About this task:
Each of the entries beneath this task should be written out exactly.

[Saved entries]
***

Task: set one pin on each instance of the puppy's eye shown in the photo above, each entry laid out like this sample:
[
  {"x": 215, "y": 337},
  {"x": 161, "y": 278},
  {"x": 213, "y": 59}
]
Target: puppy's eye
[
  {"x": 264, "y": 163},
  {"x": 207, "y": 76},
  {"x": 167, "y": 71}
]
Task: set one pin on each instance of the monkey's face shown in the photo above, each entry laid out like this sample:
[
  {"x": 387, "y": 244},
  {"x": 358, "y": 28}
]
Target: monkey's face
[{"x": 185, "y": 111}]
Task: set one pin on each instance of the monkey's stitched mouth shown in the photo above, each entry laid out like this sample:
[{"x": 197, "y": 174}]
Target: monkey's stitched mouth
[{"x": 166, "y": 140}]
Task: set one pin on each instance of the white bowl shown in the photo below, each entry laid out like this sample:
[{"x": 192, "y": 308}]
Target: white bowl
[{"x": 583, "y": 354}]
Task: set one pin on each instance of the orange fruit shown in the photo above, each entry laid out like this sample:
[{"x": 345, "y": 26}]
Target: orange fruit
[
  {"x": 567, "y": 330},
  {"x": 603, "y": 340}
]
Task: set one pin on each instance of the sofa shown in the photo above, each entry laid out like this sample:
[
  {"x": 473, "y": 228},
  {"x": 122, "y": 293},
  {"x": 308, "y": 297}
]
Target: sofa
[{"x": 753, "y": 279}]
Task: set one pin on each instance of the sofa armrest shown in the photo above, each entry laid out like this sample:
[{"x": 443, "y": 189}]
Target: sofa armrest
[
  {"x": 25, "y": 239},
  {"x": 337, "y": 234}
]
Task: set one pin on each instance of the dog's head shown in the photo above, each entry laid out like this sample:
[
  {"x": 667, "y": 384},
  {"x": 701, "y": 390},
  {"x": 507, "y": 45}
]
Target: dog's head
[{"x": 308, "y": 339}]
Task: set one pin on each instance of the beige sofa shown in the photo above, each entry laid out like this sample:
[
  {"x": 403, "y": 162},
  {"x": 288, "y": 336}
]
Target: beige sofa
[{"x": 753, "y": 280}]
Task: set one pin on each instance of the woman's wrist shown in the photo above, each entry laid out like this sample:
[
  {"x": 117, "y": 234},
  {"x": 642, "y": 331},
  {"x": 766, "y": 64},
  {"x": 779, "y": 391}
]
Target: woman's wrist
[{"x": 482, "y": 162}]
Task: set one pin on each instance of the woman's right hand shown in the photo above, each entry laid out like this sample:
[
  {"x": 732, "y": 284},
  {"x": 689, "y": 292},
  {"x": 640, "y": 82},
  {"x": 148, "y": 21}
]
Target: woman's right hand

***

Answer space:
Task: set one pin on each instance of the puppy's eye shown in the photo above, each entry laid out like this sample:
[
  {"x": 215, "y": 337},
  {"x": 161, "y": 278},
  {"x": 213, "y": 59}
]
Target: puppy's eye
[
  {"x": 264, "y": 163},
  {"x": 207, "y": 76},
  {"x": 167, "y": 71}
]
Task: set one pin on each instance of the monkey's face shown in the photo above, each entry laid out like this sample:
[
  {"x": 387, "y": 244},
  {"x": 358, "y": 28}
]
Target: monkey's face
[{"x": 185, "y": 111}]
Task: set one pin on each instance of the monkey's stitched mouth shown in the photo above, each entry laid out like this sample:
[{"x": 197, "y": 174}]
Target: monkey's stitched mouth
[{"x": 166, "y": 140}]
Task: set one pin on each instance of the white bowl shown in the photo below, each entry laid out like this sample:
[{"x": 192, "y": 308}]
Target: white bowl
[{"x": 583, "y": 354}]
Task: set one pin on each instance of the orange fruit shown in the photo above, each entry laid out like this sample:
[{"x": 345, "y": 26}]
Target: orange fruit
[
  {"x": 567, "y": 330},
  {"x": 603, "y": 340}
]
Task: set one pin on each instance of the sofa shown in the photo above, each entry laid out like this sample:
[
  {"x": 473, "y": 228},
  {"x": 122, "y": 293},
  {"x": 308, "y": 297}
]
Target: sofa
[{"x": 753, "y": 279}]
Task: set one pin on each instance of the sofa armrest shown in the photo above, each entry laid out like this sample:
[{"x": 443, "y": 189}]
Target: sofa armrest
[
  {"x": 25, "y": 239},
  {"x": 337, "y": 234}
]
Task: set one pin on each instance of the dog's head shown in the photo above, each entry laid out like this sample:
[
  {"x": 667, "y": 384},
  {"x": 701, "y": 390},
  {"x": 507, "y": 45}
]
Target: dog's head
[{"x": 308, "y": 339}]
Task: set one pin on each instance of the beige sofa shown in the photo above, each entry laid out like this sample:
[
  {"x": 403, "y": 162},
  {"x": 288, "y": 336}
]
Target: beige sofa
[{"x": 753, "y": 280}]
Task: set one pin on each instance of the woman's wrist shown in the photo above, each entry laid out like this sample:
[
  {"x": 117, "y": 234},
  {"x": 642, "y": 331},
  {"x": 766, "y": 64},
  {"x": 779, "y": 391}
]
Target: woman's wrist
[{"x": 482, "y": 162}]
Task: set one pin on each instance of the woman's right hand shown in the photo above, each entry laid out like this sample:
[
  {"x": 732, "y": 284},
  {"x": 689, "y": 292},
  {"x": 640, "y": 82},
  {"x": 148, "y": 21}
]
Target: woman's right hand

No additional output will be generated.